→ Instructions for the task
Count the lines in the material below that contain the string "window", treating uppercase and lowercase as different, and reply with only that number.

→ Material provided
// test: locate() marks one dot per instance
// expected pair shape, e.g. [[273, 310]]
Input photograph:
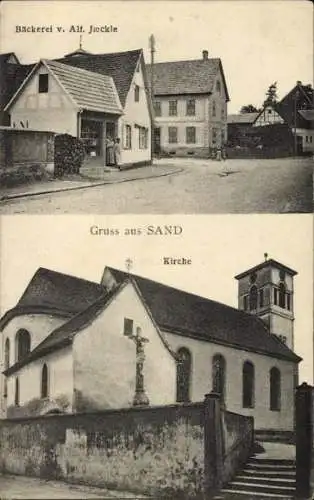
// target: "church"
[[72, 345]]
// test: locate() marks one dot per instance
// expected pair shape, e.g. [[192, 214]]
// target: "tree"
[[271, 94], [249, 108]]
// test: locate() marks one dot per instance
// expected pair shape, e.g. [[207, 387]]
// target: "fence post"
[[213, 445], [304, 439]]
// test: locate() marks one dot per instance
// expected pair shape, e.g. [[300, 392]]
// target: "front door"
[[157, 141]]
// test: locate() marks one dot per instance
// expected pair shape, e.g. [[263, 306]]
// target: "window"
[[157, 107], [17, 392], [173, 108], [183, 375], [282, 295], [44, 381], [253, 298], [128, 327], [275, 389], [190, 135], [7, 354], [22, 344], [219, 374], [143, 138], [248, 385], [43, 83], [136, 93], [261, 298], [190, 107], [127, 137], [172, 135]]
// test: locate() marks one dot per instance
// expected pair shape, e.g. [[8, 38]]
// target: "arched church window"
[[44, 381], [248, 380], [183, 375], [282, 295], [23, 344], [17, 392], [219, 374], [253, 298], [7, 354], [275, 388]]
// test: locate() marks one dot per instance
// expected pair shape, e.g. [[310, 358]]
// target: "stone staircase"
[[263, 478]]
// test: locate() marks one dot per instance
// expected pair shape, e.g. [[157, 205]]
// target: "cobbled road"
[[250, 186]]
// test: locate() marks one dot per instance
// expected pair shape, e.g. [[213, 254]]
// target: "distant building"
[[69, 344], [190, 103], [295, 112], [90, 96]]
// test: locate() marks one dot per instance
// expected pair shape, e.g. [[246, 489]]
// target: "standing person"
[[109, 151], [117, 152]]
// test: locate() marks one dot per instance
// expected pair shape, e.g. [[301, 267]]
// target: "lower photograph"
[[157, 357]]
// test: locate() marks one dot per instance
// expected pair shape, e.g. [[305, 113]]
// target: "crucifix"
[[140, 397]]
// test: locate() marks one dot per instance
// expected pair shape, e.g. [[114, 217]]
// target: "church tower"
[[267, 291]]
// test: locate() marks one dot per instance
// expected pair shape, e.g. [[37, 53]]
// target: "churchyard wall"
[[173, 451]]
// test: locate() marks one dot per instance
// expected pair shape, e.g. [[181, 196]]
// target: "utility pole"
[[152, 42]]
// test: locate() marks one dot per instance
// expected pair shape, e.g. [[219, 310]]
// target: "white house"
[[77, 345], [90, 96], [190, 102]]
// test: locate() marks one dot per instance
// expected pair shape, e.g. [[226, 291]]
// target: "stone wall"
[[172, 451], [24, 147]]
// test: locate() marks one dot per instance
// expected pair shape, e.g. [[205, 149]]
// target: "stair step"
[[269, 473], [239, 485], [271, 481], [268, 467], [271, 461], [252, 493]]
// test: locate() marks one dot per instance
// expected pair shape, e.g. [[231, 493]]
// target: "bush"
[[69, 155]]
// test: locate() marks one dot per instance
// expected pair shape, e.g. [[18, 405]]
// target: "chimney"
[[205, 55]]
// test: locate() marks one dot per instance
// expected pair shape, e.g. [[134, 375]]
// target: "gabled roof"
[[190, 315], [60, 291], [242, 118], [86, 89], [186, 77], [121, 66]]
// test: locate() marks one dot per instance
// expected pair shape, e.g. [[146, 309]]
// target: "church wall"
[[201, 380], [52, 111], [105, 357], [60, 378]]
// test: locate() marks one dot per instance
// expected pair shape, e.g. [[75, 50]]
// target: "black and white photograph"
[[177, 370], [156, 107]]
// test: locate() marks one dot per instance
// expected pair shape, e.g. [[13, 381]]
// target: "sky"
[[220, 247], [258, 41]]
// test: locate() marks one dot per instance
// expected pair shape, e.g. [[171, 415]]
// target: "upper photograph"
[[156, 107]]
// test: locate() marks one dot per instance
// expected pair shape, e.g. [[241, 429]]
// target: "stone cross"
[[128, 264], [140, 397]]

...

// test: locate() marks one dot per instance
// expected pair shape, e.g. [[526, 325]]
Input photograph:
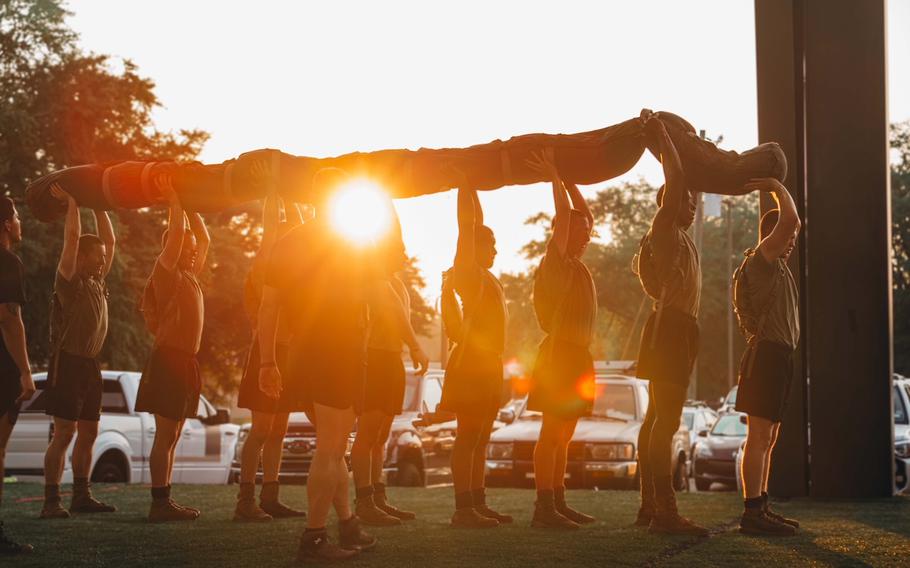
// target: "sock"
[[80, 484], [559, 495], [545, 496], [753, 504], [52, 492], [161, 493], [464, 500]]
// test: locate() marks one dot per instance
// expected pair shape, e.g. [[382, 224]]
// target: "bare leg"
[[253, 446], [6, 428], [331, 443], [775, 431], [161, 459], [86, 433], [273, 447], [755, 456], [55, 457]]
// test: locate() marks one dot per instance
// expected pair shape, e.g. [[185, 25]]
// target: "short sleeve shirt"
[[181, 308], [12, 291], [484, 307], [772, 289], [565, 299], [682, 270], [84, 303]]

--

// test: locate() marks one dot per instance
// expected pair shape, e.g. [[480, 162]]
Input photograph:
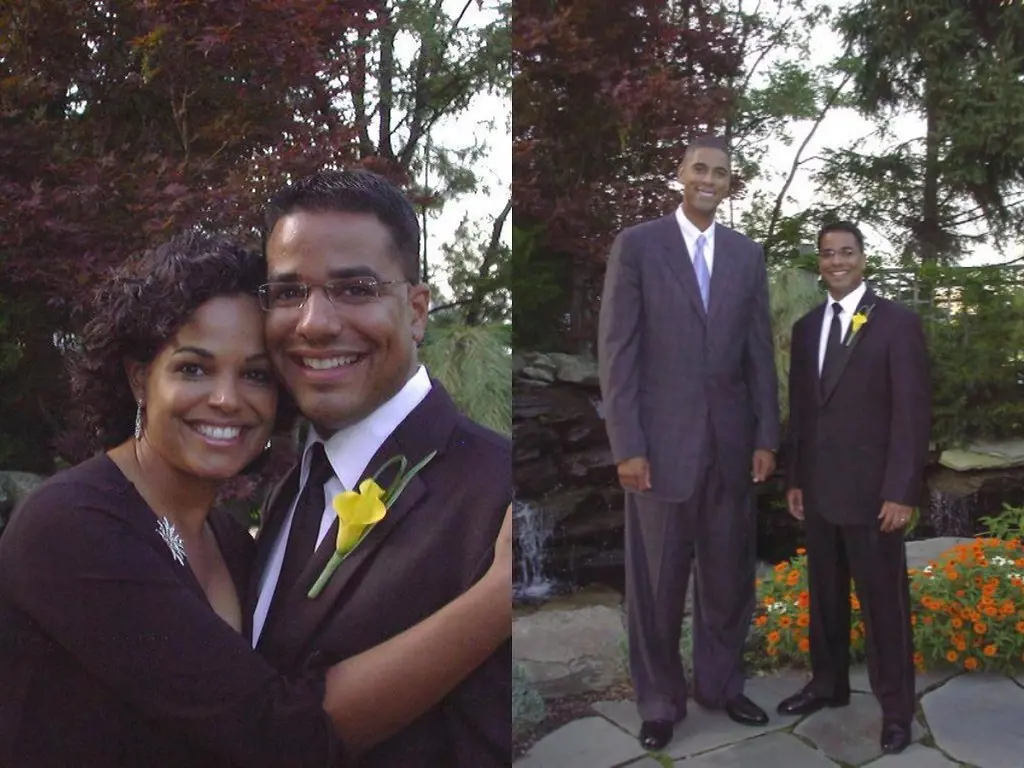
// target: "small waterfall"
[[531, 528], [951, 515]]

→ Solution to this exercise
2